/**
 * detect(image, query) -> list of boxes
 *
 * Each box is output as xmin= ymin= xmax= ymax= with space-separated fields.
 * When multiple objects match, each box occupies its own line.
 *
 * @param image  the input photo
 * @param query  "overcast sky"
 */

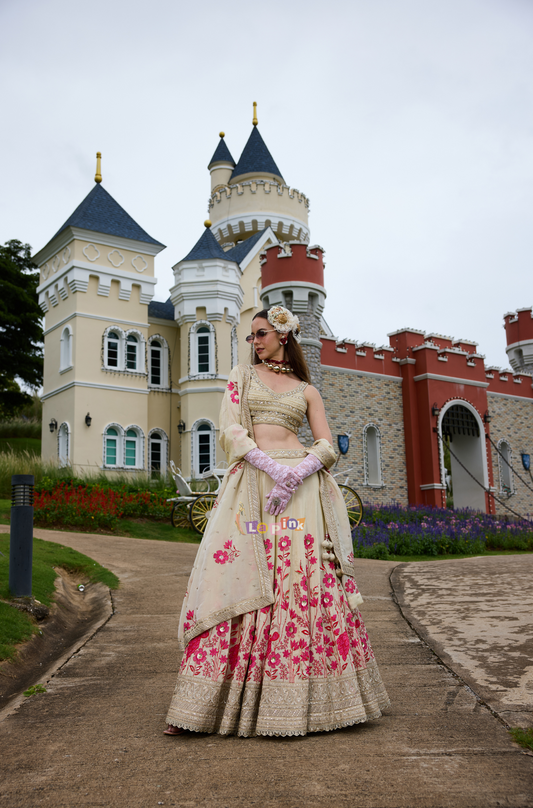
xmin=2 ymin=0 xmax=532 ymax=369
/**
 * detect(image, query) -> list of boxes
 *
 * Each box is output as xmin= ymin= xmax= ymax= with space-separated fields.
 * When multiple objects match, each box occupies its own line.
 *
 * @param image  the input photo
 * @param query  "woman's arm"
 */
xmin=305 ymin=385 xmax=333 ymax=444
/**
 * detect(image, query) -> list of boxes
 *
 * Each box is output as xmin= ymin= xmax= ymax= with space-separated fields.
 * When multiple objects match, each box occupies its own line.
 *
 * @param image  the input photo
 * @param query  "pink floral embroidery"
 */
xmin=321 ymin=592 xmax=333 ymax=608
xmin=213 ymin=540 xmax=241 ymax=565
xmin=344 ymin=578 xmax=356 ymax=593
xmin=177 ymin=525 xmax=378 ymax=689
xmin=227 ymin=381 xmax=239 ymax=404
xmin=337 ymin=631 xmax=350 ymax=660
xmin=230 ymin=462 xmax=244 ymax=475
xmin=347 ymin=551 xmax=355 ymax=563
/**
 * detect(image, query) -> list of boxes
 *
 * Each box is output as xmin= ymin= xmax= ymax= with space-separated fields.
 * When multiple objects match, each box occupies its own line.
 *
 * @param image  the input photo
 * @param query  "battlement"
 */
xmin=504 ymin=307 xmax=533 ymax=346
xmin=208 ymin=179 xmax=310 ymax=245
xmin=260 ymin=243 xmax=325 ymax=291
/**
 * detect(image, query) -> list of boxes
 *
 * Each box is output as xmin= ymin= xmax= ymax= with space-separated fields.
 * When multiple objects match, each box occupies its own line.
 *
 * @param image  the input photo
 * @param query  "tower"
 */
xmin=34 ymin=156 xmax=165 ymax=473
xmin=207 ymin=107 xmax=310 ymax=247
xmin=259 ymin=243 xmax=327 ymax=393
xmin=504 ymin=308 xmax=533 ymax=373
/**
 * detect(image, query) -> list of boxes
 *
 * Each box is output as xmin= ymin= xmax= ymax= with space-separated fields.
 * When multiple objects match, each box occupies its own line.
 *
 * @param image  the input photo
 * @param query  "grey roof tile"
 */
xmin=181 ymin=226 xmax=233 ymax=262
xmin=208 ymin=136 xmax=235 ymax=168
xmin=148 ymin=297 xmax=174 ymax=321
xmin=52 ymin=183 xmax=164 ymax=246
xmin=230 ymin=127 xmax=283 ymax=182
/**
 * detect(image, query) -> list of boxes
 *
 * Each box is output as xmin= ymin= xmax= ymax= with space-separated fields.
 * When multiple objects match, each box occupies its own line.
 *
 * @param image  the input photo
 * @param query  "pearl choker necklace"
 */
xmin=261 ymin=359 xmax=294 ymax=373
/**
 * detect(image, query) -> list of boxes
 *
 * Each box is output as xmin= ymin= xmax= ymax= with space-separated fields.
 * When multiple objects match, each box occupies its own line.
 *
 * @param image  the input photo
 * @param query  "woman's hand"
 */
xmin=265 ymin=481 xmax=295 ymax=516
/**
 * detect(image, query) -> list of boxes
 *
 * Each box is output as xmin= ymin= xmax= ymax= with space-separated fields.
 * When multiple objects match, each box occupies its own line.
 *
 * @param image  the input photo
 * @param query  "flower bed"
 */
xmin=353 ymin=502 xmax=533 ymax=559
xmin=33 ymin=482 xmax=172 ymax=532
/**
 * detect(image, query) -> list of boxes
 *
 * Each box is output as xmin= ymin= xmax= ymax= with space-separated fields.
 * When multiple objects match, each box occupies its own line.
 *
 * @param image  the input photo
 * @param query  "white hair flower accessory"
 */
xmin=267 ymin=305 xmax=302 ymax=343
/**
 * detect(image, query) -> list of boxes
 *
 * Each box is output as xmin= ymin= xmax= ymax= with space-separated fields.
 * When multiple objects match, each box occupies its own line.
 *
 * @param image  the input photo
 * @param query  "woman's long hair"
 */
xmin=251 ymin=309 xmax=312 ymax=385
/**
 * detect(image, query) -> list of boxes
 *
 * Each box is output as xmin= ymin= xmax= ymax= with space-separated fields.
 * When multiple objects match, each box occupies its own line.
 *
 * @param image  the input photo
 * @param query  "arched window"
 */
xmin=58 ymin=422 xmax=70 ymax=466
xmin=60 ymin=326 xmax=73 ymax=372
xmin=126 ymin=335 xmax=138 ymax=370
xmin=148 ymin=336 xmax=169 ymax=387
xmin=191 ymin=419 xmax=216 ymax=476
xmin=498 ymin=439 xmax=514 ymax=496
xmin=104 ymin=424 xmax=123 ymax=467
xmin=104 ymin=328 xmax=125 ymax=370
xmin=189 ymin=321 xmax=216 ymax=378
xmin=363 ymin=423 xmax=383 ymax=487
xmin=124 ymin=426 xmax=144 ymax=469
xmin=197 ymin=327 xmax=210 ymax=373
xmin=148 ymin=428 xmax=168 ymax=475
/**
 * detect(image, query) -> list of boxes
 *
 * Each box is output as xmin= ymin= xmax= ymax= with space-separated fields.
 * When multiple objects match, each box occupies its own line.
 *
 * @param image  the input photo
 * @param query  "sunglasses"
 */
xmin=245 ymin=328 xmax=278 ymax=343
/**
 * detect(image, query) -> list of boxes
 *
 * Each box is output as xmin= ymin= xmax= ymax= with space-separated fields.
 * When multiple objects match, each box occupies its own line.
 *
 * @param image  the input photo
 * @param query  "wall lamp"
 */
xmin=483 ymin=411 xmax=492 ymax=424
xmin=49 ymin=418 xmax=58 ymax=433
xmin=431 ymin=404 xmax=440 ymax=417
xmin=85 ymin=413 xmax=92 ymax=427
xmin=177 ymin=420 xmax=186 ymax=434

________________

**TASK PROMPT**. The lines above should be transcribed exactly, with every image removed.

**SOLUTION TO THE PROBLEM**.
/**
 * detect(image, query) -> list of boxes
 *
 * Each box is output as xmin= ymin= xmax= ymax= with space-separated fields.
 * When multiple objects match, each box occupies its own line.
 *
 * @param image  the input photo
 * @param query  "overcast sky"
 */

xmin=2 ymin=0 xmax=532 ymax=369
/**
 * detect(image, query) -> list of boxes
 *
 * Each box is output as xmin= ymin= xmax= ymax= with space-separated fields.
 * When multiple objects match, each box occupies its own line.
 *
 * @param image  the input photo
 * @param query  "woman's arm"
 */
xmin=305 ymin=385 xmax=333 ymax=444
/**
 * detect(image, query) -> list of boxes
 *
 * Each box is output as xmin= ymin= xmax= ymax= with space-separated fields.
 * When multiple objects match, each box occupies its own line.
 *
 * @param image  the input photo
 * @param query  "pink floral embroidery"
 */
xmin=321 ymin=592 xmax=333 ymax=608
xmin=213 ymin=540 xmax=241 ymax=565
xmin=344 ymin=578 xmax=356 ymax=593
xmin=177 ymin=525 xmax=378 ymax=689
xmin=227 ymin=381 xmax=239 ymax=404
xmin=337 ymin=631 xmax=350 ymax=660
xmin=230 ymin=462 xmax=244 ymax=475
xmin=347 ymin=551 xmax=355 ymax=563
/**
 * detect(image, query) -> list of boxes
 *
 * Each box is output as xmin= ymin= xmax= ymax= with space-separated fields.
 * When multiple objects match, each box occupies its own line.
 *
 * @param image  the input photo
 * @param query  "battlement"
 */
xmin=504 ymin=307 xmax=533 ymax=346
xmin=208 ymin=179 xmax=310 ymax=245
xmin=260 ymin=243 xmax=325 ymax=291
/**
 * detect(image, query) -> list of boxes
 *
 * Each box is output as xmin= ymin= xmax= ymax= with space-separated fields.
 * When multiple objects match, each box occupies its own line.
 *
 * @param image  the input photo
 * @param query  "tower"
 */
xmin=34 ymin=156 xmax=165 ymax=473
xmin=207 ymin=107 xmax=310 ymax=247
xmin=259 ymin=243 xmax=327 ymax=393
xmin=504 ymin=308 xmax=533 ymax=373
/**
 * detect(image, query) -> list of boxes
 *
 * Each box is output as xmin= ymin= xmax= ymax= with space-separated fields.
 * When multiple objects match, each box occupies its own line.
 *
 * @param image  the input photo
 * @param query  "grey roof tile"
 */
xmin=181 ymin=226 xmax=233 ymax=262
xmin=208 ymin=136 xmax=235 ymax=168
xmin=148 ymin=297 xmax=174 ymax=321
xmin=52 ymin=183 xmax=164 ymax=246
xmin=230 ymin=127 xmax=283 ymax=182
/**
 * detect(image, query) -> list of boxes
 *
 * Each box is output as xmin= ymin= xmax= ymax= with space-separated fields.
 * When multiple objects match, each box occupies its own line.
 *
 * @param image  the input photo
 * @param query  "pearl choker necklace"
 */
xmin=261 ymin=359 xmax=294 ymax=373
/**
 * detect(image, query) -> list of boxes
 *
 * Each box is output as xmin= ymin= xmax= ymax= with space-separated fields.
 * When multiple objects match, each box occupies its own line.
 *
 * @param image  the input photo
 * @param query  "woman's hand"
 */
xmin=265 ymin=481 xmax=295 ymax=516
/**
 * detect(image, query) -> list of boxes
 *
 * Each box is output as xmin= ymin= xmax= ymax= with space-separated fields.
 * When multiple objects match, each box occupies its own line.
 *
 * @param image  the input photo
 * @param query  "flower bed"
 */
xmin=353 ymin=502 xmax=533 ymax=559
xmin=33 ymin=482 xmax=172 ymax=532
/**
 * detect(image, query) -> list of boxes
 *
 * Each box is output as xmin= ymin= xmax= ymax= with space-separated fields.
 * When multiple objects match, each box occupies its own line.
 *
 * @param image  the input photo
 * @param query  "white hair flower accessory"
 */
xmin=267 ymin=305 xmax=302 ymax=343
/**
 * detect(image, query) -> list of boxes
 *
 * Each box is output as xmin= ymin= xmax= ymax= with space-separated fields.
 * When multiple objects match, each box occupies its own line.
 *
 * @param image  the input photo
 * @param query  "woman's long hair"
 */
xmin=251 ymin=309 xmax=312 ymax=385
/**
 * detect(image, query) -> list of boxes
 *
 * Each box is output as xmin= ymin= xmax= ymax= with space-separated fields.
 * When multiple objects match, each box occupies its own line.
 *
 * @param image  the input photo
 * @param query  "arched window"
 */
xmin=58 ymin=422 xmax=70 ymax=466
xmin=60 ymin=326 xmax=73 ymax=372
xmin=126 ymin=335 xmax=138 ymax=370
xmin=148 ymin=336 xmax=169 ymax=387
xmin=191 ymin=419 xmax=216 ymax=476
xmin=498 ymin=439 xmax=514 ymax=496
xmin=104 ymin=424 xmax=123 ymax=467
xmin=104 ymin=328 xmax=125 ymax=370
xmin=189 ymin=321 xmax=216 ymax=378
xmin=363 ymin=423 xmax=383 ymax=487
xmin=124 ymin=426 xmax=144 ymax=469
xmin=197 ymin=327 xmax=210 ymax=373
xmin=148 ymin=428 xmax=168 ymax=475
/**
 * detect(image, query) -> list of boxes
 *
 * Each box is output as xmin= ymin= xmax= ymax= with space-separated fields.
 * When multiple objects match, each box occupies its own line.
 *
 * @param image  the input photo
 * @param query  "sunglasses"
 */
xmin=245 ymin=328 xmax=278 ymax=343
/**
 * detect(image, query) -> list of boxes
 *
 * Each box is output as xmin= ymin= xmax= ymax= with space-separated fields.
 * When multiple objects match, each box occupies its own line.
 *
 * @param image  the input photo
 * @param query  "wall lamp"
 */
xmin=483 ymin=411 xmax=492 ymax=424
xmin=49 ymin=418 xmax=58 ymax=433
xmin=431 ymin=404 xmax=440 ymax=417
xmin=85 ymin=413 xmax=92 ymax=427
xmin=177 ymin=420 xmax=186 ymax=434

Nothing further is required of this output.